Reproduce all of the listing below without alteration.
-- START Records for the exercise --
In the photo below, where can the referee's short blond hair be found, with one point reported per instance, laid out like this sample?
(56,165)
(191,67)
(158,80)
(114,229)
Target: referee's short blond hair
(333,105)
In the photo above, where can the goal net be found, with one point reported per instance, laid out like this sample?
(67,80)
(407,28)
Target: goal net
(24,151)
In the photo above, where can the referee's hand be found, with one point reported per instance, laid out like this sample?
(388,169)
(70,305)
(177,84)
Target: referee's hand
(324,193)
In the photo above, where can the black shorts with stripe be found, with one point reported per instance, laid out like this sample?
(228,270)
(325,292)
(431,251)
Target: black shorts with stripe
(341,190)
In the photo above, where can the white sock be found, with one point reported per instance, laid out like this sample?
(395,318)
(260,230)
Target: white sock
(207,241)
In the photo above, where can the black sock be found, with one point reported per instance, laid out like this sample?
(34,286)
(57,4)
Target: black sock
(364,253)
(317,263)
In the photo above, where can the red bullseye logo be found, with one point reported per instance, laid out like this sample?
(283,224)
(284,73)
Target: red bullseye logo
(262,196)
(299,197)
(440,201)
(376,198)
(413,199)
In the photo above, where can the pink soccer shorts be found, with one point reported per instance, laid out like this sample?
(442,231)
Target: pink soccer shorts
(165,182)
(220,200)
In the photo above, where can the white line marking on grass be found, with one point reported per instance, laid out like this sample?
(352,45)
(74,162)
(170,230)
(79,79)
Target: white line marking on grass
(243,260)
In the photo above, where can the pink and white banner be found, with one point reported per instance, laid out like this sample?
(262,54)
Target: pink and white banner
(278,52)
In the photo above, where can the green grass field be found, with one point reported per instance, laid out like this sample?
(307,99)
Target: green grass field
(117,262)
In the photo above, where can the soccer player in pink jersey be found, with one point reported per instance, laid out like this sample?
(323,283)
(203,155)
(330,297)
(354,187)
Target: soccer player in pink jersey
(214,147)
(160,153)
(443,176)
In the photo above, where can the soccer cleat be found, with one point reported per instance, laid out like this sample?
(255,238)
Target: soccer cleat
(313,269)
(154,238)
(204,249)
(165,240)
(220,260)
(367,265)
-- END Records for the exercise --
* [Result of the exercise]
In the photo below, where can the referee's short blond hair be found, with one point reported per instance, laid out like this sample?
(56,165)
(191,67)
(158,80)
(114,229)
Target: referee's short blond hair
(333,105)
In the photo above, where can the goal net be found, with one point reported per instance, laid out like this sample?
(67,80)
(407,28)
Target: goal net
(24,151)
In the photo above, where can the referee's hand be found, with one point reported per instance, laid out like this sample?
(388,169)
(70,305)
(177,84)
Target: referee's hand
(324,193)
In the photo above, where can the black shorts with stripe be found, with one point reported per instance, laid out like this sample?
(228,270)
(325,292)
(431,251)
Target: black shorts with stripe
(341,190)
In the photo above, where can the white sock be found, with one point reported per instance, laid out like this sample?
(395,318)
(260,230)
Target: white sock
(207,241)
In the photo above, where can the black sock be found, with one point reported per instance, laid out like this sample?
(34,286)
(57,4)
Target: black sock
(364,253)
(317,263)
In the photo above, where can the red bullseye logo be found, with one point reported per instance, laid out like this sample?
(283,224)
(284,73)
Target: red bullseye logo
(262,196)
(299,197)
(440,201)
(376,198)
(413,199)
In the photo above, where can the pink soccer shorts be found, with one point reported per instance, laid out like this sample?
(442,231)
Target: pink soccer shorts
(165,182)
(220,200)
In the photo above, where can the white line marking on grass be found, with one point reported per instance, laid out like this sample?
(352,45)
(74,162)
(170,230)
(79,79)
Target: white line marking on grass
(243,260)
In the photo above, where can the pink and white banner be found, with one point reported per instance, laid out like this sample?
(262,54)
Target: pink and white banner
(278,52)
In the photo above, where can the green grass field be found, with one point reported per instance, laid out like this sample?
(307,99)
Target: green grass field
(117,262)
In the photo above, where can the soccer player in pink jersey be found, with one point reported per instance, laid out like this sample?
(323,283)
(203,155)
(330,297)
(354,187)
Target: soccer player in pink jersey
(214,147)
(160,153)
(443,176)
In the photo above, where can the soccer cleat be found, with one point reported per instance, laid out like this sample?
(255,238)
Target: soccer cleat
(313,269)
(154,238)
(204,249)
(165,240)
(220,260)
(367,265)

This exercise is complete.